PAGE TEXT:
Probably one of the greatest challenges in gardening is just getting started.
Resistance to startup is especially profound with new and unfamiliar crop species such as the tea plant, Camellia sinensis. North America has only recently begun to appreciate tea as a beverage and has very little experience cultivating the tea plant, and even less with tea manufacture.
But are the hurdles to starting a home tea garden or small-scale tea farm really so insurmountable? I don’t think so.
It’s probably easier than ever to obtain all the materials necessary to cultivate tea camellia. Today I’m going to focus on one type of starting material, tea seed, which is now widely available through importers and US-based tea growers.
I’ll discuss techniques for germinating tea seed and, along the way, highlight some common pitfalls that new tea growers might encounter. Once you learn to grow tea from seed, your tea enterprise will really thrive!
Why grow tea from seed? The pros
Not all tea gardens and tea estates are started with tea seed. In fact, for much of the last century rooted cuttings, which are genetic clones of a parent plant, have formed the planting backbone of the tea industry.
Dozens of cuttings can be procured from just one parent plant so why would anyone bother with tea seed? Here are two of the important reasons why you should consider using tea seed to start your tea garden.
Pro 1. Convenience. The average diameter of a viable tea seed is a little more than one-third of an inch (about ten millimeters). Tea seeds also have a tough outer coat that can endure a course of “shipping and handling.” Because of their size and durability, thousands of seeds can be conveniently packed into a small box and mailed around the world.
If properly stored in refrigeration, tea seed may remain viable for several months after harvest. The convenience of storability, in turn, gives the grower flexibility with respect to the timing of planting and the number of seeds germinated, among other considerations.

Point localization data
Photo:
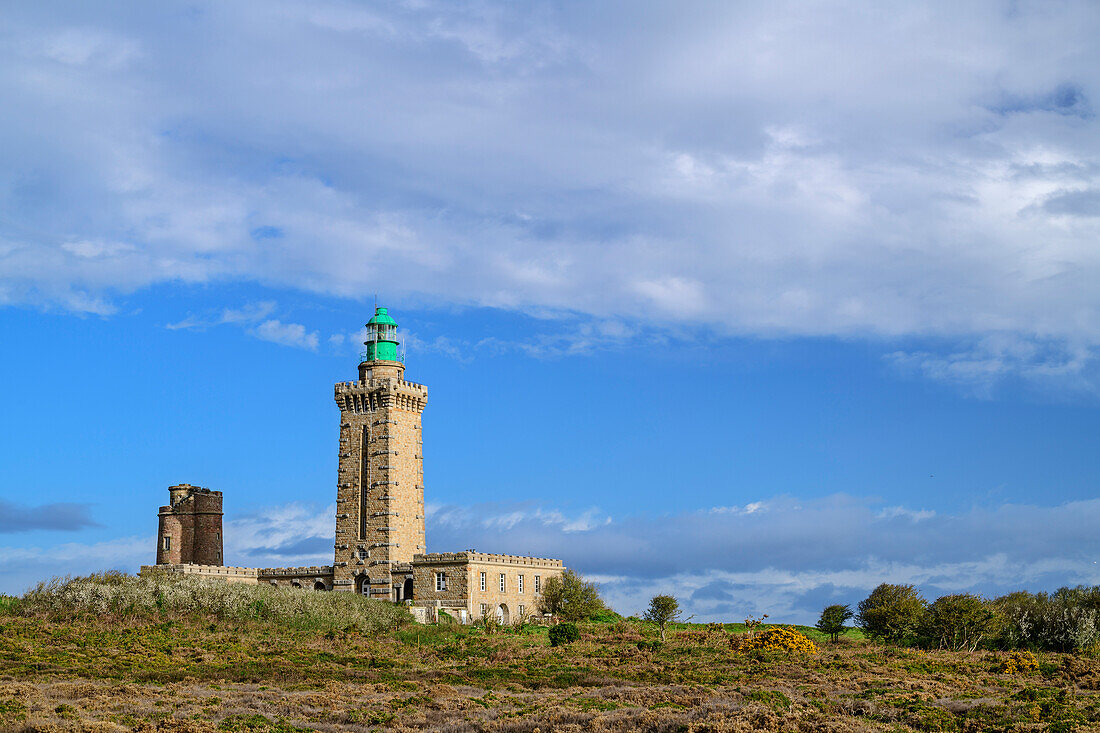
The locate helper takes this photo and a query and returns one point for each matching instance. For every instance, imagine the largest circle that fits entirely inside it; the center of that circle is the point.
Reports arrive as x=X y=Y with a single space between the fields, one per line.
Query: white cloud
x=293 y=335
x=788 y=561
x=250 y=313
x=779 y=170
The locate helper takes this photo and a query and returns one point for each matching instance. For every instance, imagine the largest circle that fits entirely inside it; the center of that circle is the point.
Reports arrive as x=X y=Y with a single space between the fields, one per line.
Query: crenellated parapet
x=373 y=394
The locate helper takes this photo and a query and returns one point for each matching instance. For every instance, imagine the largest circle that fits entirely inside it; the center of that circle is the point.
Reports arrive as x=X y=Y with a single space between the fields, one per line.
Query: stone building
x=190 y=527
x=378 y=545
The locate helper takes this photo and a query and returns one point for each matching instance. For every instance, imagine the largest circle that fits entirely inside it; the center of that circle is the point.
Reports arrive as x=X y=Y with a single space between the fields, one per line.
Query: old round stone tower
x=378 y=548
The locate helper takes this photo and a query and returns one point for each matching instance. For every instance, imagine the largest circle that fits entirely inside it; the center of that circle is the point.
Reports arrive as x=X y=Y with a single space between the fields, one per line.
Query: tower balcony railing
x=365 y=356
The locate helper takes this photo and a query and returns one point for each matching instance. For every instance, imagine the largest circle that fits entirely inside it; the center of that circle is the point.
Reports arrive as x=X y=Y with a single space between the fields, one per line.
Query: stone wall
x=309 y=578
x=466 y=591
x=208 y=571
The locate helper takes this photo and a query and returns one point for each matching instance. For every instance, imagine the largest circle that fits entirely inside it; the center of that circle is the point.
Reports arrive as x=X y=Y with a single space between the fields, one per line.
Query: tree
x=891 y=613
x=570 y=597
x=832 y=621
x=662 y=610
x=958 y=622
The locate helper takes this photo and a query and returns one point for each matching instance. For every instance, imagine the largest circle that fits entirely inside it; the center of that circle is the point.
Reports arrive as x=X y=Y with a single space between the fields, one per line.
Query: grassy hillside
x=182 y=665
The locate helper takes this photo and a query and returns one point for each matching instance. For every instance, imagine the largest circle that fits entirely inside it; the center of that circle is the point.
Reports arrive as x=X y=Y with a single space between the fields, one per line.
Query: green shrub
x=571 y=598
x=563 y=634
x=891 y=613
x=833 y=620
x=165 y=595
x=958 y=622
x=1067 y=620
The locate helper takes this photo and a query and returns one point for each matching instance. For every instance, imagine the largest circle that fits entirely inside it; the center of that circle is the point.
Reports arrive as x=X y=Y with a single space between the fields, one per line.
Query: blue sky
x=759 y=306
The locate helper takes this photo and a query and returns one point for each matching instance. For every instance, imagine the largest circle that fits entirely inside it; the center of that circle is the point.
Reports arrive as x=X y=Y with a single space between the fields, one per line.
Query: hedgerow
x=163 y=595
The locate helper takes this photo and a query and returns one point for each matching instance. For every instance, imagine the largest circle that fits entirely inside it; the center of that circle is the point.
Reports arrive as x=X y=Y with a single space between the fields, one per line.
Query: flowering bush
x=778 y=638
x=1019 y=663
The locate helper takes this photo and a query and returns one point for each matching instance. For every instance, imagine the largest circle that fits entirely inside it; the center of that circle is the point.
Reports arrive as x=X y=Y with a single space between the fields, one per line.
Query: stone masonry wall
x=468 y=591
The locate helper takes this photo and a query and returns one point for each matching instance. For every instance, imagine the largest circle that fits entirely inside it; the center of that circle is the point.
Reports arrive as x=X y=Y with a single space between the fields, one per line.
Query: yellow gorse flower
x=779 y=638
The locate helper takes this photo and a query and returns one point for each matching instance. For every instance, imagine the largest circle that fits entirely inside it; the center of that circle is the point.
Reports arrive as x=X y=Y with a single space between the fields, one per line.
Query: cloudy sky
x=757 y=304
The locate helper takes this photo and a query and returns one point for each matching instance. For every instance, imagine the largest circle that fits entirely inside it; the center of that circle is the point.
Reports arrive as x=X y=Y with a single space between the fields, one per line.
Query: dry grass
x=84 y=674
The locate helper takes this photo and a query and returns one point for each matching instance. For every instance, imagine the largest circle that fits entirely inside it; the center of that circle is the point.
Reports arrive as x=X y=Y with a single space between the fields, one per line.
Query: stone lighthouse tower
x=380 y=484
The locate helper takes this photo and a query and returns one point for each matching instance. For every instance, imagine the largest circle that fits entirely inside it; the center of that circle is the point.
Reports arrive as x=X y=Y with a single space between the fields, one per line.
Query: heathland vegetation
x=112 y=653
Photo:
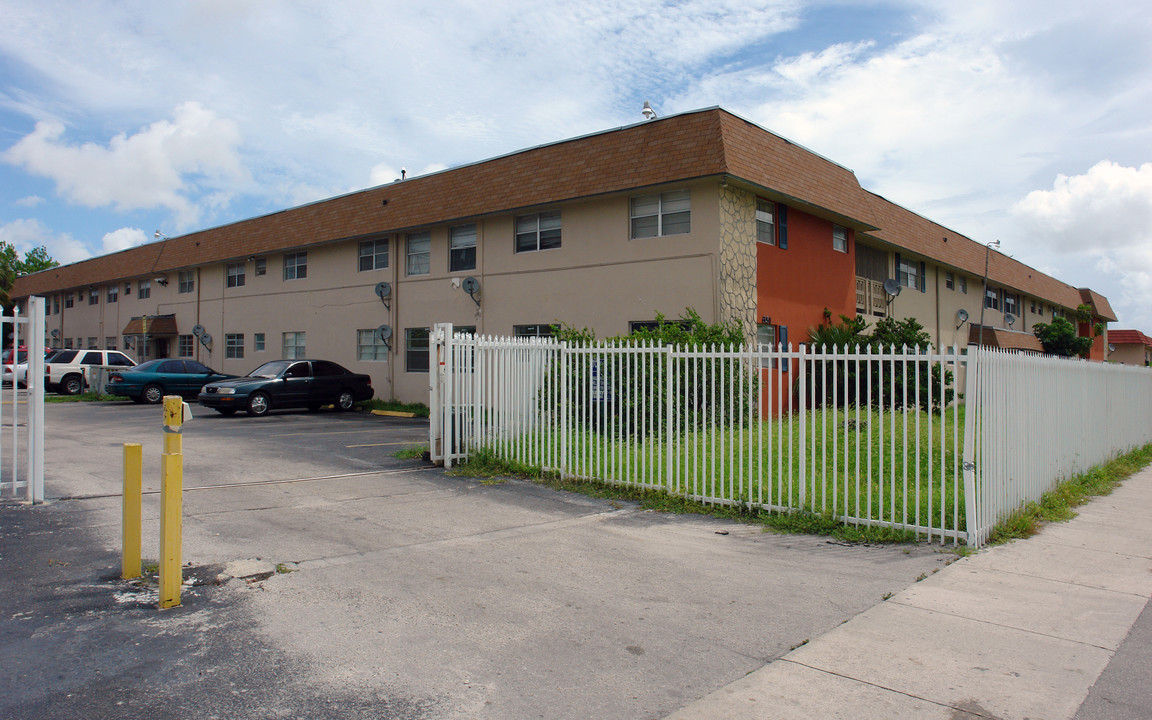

THINGS TO DO:
a) Summarize the article on growing tea from seed in two sentences.
b) Set down, word for word, the passage of the article on growing tea from seed between "Pro 1. Convenience." and "among other considerations.", inclusive.

RESULTS FOR THE EXERCISE:
a) Starting a home tea garden or small-scale tea farm is not as hard as it may seem, and tea seed is now widely available as a starting material through importers and US-based growers. Although the tea industry has long relied on rooted cuttings, tea seed offers convenience: the seeds are small and durable enough to ship in bulk, and with refrigeration they can stay viable for several months, giving growers flexibility in when and how many to plant.

b)
Pro 1. Convenience. The average diameter of a viable tea seed is a little more than one-third of an inch (about ten millimeters). Tea seeds also have a tough outer coat that can endure a course of “shipping and handling.” Because of their size and durability, thousands of seeds can be conveniently packed into a small box and mailed around the world.
If properly stored in refrigeration, tea seed may remain viable for several months after harvest. The convenience of storability, in turn, gives the grower flexibility with respect to the timing of planting and the number of seeds germinated, among other considerations.